> **REQUIREMENT**
Nothing may be dropped. Retype the whole listing exactly.

*** RECORD EXCERPTS ***

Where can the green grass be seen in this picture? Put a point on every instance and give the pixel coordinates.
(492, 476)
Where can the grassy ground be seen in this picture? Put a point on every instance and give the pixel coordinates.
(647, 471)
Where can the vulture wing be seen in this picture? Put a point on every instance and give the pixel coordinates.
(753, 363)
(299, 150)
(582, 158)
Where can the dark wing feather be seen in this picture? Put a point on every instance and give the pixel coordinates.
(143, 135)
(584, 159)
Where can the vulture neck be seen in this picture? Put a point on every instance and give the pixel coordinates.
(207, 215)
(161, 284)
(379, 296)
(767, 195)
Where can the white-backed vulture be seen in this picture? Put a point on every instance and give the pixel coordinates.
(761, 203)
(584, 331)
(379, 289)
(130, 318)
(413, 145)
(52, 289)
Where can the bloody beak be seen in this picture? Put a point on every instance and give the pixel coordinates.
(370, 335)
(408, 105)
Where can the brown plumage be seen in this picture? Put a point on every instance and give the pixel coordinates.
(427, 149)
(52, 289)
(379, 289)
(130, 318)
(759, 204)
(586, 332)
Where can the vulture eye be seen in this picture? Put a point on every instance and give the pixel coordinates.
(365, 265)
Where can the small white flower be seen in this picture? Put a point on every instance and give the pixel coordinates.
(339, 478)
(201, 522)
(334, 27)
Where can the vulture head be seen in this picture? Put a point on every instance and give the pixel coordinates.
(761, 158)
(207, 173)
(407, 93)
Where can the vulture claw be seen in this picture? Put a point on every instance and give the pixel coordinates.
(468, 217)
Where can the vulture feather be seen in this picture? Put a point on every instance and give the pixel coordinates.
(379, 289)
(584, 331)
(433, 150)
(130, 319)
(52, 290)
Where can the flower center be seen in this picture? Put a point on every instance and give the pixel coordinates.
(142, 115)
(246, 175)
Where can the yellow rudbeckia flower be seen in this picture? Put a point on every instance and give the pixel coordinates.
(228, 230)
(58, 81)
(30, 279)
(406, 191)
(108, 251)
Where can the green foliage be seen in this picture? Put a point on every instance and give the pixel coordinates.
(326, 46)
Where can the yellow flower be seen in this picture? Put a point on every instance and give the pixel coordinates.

*** End of RECORD EXCERPTS ***

> **OUTPUT**
Where can the green grass be seen in this picture? Put a point on every instance and give the pixel coordinates.
(492, 476)
Where can the grassy ground be seen in this picture? Put a point on every instance and give the pixel coordinates.
(647, 471)
Where can the vulture wing be seen in this picture? Put a point on every instance and give the pixel coordinates.
(753, 363)
(299, 150)
(582, 158)
Where can the dark wing feather be seen in this picture? Put a point on every instance and give the pixel coordinates.
(143, 135)
(584, 159)
Where can the vulture neck be seen in this picture? Put a point on every instance and give the pixel coordinates.
(207, 215)
(161, 284)
(379, 296)
(767, 195)
Where can the white-backed vulture be seen in this picture? Put a point on every instance and give the pixel coordinates.
(761, 203)
(584, 331)
(379, 289)
(130, 318)
(413, 145)
(52, 289)
Where can the bloody beak be seen in this picture? Put a point on every instance and give the pixel coordinates.
(370, 335)
(408, 105)
Where can the brown plumage be seen in this picture? Put a point on every instance and give the pixel coordinates.
(427, 149)
(52, 289)
(379, 289)
(130, 318)
(759, 204)
(586, 332)
Where can the vulture eye be seen in this picture? Put a point on every instance and give the pixel coordinates.
(365, 265)
Where can the small white flower be seen in this picture? Put a point on every instance and give the pixel coordinates.
(339, 478)
(201, 522)
(334, 27)
Where can the vulture head be seen in this picture? Put a point on every instance and give the pixel coordinates.
(761, 158)
(207, 173)
(407, 93)
Where can the vulture claw be seen in this picture? Put a point on every instance and give the pixel coordinates.
(468, 217)
Where can the vulture feather be seen in this picture? Put a point on every instance and give the pixel coordinates.
(379, 289)
(584, 331)
(433, 150)
(130, 319)
(52, 290)
Where can the flower center be seen in this picture? Put a point on every instance and give the pixel coordinates.
(142, 115)
(246, 175)
Where can the yellow rudbeckia flower be seen in this picture? Put a point on every instance and give the pixel coordinates.
(228, 230)
(58, 81)
(30, 279)
(406, 191)
(108, 251)
Where can the green foliage be seen in this picture? Put a point on every instance and give the pixel coordinates.
(326, 46)
Where can the yellow flower be seen in this picture? Put a point on every instance and give the pixel coordinates.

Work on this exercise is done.